To do: Your task is to return the line containing "finds the cabinet" plus every line after it, exactly and with nothing added.

Region labeling records:

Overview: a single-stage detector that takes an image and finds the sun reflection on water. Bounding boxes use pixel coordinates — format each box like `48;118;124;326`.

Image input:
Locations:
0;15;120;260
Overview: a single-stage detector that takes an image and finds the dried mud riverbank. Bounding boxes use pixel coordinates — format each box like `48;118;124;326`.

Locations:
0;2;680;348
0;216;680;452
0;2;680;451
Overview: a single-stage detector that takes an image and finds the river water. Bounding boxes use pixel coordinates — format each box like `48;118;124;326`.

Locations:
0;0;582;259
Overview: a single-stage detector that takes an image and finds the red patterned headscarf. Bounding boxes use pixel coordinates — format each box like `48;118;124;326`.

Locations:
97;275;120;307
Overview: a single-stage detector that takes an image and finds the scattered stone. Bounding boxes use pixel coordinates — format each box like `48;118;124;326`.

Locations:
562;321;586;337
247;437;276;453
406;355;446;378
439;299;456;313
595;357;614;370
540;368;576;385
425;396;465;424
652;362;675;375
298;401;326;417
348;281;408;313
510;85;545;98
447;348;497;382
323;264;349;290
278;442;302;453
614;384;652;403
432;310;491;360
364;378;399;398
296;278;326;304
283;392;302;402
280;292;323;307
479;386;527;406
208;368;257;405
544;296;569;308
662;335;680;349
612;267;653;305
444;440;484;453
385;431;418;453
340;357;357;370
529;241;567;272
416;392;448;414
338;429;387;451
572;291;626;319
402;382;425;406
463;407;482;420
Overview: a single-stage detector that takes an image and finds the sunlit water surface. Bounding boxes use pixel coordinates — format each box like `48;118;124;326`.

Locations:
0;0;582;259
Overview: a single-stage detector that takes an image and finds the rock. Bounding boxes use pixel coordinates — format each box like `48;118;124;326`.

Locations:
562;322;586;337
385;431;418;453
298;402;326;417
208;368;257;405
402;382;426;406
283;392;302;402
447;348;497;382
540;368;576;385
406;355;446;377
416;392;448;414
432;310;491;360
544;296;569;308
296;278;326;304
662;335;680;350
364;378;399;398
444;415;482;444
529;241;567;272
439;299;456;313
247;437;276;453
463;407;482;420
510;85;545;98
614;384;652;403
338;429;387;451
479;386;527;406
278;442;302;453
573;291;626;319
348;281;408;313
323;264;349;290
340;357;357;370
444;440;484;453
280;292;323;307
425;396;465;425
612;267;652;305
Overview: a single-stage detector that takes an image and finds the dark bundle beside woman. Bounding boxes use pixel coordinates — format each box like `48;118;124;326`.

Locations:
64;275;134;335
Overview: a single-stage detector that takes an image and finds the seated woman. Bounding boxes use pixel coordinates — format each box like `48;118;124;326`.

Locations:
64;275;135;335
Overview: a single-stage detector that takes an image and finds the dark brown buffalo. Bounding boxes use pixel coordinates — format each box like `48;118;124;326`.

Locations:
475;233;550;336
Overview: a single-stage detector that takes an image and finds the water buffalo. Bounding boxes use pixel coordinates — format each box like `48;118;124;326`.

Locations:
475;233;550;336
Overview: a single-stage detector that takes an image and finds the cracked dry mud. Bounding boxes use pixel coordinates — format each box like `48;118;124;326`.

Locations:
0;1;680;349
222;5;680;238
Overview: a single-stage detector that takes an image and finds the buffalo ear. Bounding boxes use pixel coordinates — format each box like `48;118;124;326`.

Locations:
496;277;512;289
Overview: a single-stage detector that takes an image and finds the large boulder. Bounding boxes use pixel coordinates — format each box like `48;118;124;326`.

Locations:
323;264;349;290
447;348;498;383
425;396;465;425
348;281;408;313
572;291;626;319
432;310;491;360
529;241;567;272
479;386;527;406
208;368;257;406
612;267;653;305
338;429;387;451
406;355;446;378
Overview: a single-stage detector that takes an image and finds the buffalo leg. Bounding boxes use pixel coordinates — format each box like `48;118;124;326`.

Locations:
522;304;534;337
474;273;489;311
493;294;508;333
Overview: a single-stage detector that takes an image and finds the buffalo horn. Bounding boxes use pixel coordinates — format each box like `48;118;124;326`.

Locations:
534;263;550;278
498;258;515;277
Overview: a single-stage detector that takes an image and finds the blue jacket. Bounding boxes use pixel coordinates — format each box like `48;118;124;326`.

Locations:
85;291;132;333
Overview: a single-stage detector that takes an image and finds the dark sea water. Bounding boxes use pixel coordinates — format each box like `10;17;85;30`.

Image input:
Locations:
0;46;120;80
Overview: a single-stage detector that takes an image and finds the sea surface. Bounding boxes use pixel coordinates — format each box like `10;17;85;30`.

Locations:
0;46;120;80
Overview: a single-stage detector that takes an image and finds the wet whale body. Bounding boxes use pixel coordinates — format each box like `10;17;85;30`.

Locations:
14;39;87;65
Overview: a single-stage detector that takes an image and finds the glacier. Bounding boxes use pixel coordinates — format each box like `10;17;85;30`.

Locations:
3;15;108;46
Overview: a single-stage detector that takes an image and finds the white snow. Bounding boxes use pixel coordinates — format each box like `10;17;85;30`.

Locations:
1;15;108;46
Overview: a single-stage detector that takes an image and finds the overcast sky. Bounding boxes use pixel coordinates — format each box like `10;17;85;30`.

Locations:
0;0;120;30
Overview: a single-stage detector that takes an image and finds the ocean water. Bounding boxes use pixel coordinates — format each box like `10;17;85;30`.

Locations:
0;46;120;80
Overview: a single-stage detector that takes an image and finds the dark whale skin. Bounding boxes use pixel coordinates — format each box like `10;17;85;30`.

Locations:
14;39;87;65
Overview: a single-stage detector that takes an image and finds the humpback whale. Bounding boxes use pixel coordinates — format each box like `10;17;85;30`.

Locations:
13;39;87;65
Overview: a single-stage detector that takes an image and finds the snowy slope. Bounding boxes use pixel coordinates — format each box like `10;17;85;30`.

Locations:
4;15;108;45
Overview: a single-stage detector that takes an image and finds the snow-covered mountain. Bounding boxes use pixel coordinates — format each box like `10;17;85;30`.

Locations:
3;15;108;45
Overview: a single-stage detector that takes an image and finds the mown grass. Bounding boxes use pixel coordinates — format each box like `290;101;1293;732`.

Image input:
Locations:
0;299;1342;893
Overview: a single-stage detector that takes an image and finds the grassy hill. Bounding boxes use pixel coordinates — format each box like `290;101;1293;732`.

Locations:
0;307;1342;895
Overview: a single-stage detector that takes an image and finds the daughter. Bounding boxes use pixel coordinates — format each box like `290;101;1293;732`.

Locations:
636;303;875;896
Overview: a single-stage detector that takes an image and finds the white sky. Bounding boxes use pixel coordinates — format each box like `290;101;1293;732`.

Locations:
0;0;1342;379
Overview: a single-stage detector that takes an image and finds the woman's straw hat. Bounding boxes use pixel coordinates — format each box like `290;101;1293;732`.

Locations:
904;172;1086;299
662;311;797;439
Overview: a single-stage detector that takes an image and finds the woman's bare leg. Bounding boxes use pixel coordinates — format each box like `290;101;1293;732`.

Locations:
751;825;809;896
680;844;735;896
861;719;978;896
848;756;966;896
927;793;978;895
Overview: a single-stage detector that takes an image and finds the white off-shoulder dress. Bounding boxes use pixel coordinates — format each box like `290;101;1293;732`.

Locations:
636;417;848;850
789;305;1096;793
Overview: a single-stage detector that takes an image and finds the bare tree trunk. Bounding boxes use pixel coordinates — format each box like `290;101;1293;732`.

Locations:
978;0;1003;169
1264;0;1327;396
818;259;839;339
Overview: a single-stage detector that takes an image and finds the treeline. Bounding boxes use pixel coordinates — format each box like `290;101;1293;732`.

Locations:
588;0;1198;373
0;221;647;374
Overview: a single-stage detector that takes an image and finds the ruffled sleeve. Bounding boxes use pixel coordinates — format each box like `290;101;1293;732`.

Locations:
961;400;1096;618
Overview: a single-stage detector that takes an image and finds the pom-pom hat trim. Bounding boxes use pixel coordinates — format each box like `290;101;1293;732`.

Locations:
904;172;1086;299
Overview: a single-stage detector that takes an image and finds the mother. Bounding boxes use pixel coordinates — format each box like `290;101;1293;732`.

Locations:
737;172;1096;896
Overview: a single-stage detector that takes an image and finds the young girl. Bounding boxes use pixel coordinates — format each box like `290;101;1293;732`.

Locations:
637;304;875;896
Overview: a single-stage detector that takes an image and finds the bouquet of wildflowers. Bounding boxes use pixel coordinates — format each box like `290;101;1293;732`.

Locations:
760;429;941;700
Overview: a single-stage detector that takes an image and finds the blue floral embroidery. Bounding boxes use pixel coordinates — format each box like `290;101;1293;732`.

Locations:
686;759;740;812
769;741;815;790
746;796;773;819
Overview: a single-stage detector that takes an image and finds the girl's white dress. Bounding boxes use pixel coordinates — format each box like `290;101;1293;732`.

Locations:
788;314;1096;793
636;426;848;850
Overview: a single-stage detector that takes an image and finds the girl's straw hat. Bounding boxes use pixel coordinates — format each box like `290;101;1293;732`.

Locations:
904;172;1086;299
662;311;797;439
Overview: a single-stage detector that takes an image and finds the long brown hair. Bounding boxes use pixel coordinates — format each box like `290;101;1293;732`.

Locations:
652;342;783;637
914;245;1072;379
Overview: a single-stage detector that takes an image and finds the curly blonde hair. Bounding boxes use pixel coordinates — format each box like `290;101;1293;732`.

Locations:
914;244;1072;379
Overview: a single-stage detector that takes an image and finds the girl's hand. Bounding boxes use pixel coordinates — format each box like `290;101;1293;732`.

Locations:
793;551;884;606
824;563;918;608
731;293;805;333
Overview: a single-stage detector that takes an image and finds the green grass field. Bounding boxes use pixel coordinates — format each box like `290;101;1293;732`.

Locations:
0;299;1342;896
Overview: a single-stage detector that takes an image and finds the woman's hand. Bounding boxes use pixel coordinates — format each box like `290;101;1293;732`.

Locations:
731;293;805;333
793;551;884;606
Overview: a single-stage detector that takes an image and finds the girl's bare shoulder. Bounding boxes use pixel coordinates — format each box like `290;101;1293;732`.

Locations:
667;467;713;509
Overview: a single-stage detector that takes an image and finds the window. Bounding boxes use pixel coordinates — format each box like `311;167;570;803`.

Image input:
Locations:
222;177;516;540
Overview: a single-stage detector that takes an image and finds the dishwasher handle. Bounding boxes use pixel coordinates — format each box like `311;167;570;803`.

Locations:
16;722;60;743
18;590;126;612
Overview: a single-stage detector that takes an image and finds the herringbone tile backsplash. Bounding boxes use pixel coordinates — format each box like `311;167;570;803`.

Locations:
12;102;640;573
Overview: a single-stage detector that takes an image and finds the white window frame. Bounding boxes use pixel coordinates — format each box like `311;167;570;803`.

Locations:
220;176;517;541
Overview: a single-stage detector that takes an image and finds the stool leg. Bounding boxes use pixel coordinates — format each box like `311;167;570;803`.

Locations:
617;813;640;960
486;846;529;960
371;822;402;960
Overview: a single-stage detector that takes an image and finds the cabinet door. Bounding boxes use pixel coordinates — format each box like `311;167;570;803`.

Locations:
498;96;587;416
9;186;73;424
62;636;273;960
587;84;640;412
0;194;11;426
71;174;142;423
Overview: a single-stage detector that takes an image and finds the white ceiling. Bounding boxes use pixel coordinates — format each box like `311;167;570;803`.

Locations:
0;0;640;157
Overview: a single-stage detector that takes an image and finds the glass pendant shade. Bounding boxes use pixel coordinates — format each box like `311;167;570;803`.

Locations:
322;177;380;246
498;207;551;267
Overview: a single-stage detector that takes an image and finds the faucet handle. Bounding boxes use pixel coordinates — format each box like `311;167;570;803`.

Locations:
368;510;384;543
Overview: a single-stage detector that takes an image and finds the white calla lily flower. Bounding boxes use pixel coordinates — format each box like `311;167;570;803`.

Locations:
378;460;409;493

Response to this task:
Overview: a single-stage detector that takes an image and finds the cabinet door. Bounding boxes use pixel coordinates — format each box like `311;167;570;803`.

Locations:
498;96;587;416
9;186;73;424
62;636;273;960
587;84;640;412
0;194;11;426
71;174;142;423
Overview: a single-stage detector that takes an image and finds the white ceiling. Bounding boxes use pixel coordinates — format each box like `311;167;570;803`.

Locations:
0;0;640;157
Overview: a single-stage detector that takes an image and finds the glass pendant shade. Bounding boxes use pixel coordinates — format each box like `311;167;570;803`.

Locations:
322;177;380;246
498;207;551;267
Overview: a single-stage detector that takes an image and finds the faucet handle. Bounding boxes use pixel coordinates — format each box like `311;167;570;803`.

Locations:
368;510;384;543
Overview: a single-stage detector that takes an image and finds the white calla lily flower. Bounding boxes use pixel coordinates — format each box like `311;167;570;803`.

Locations:
378;460;409;493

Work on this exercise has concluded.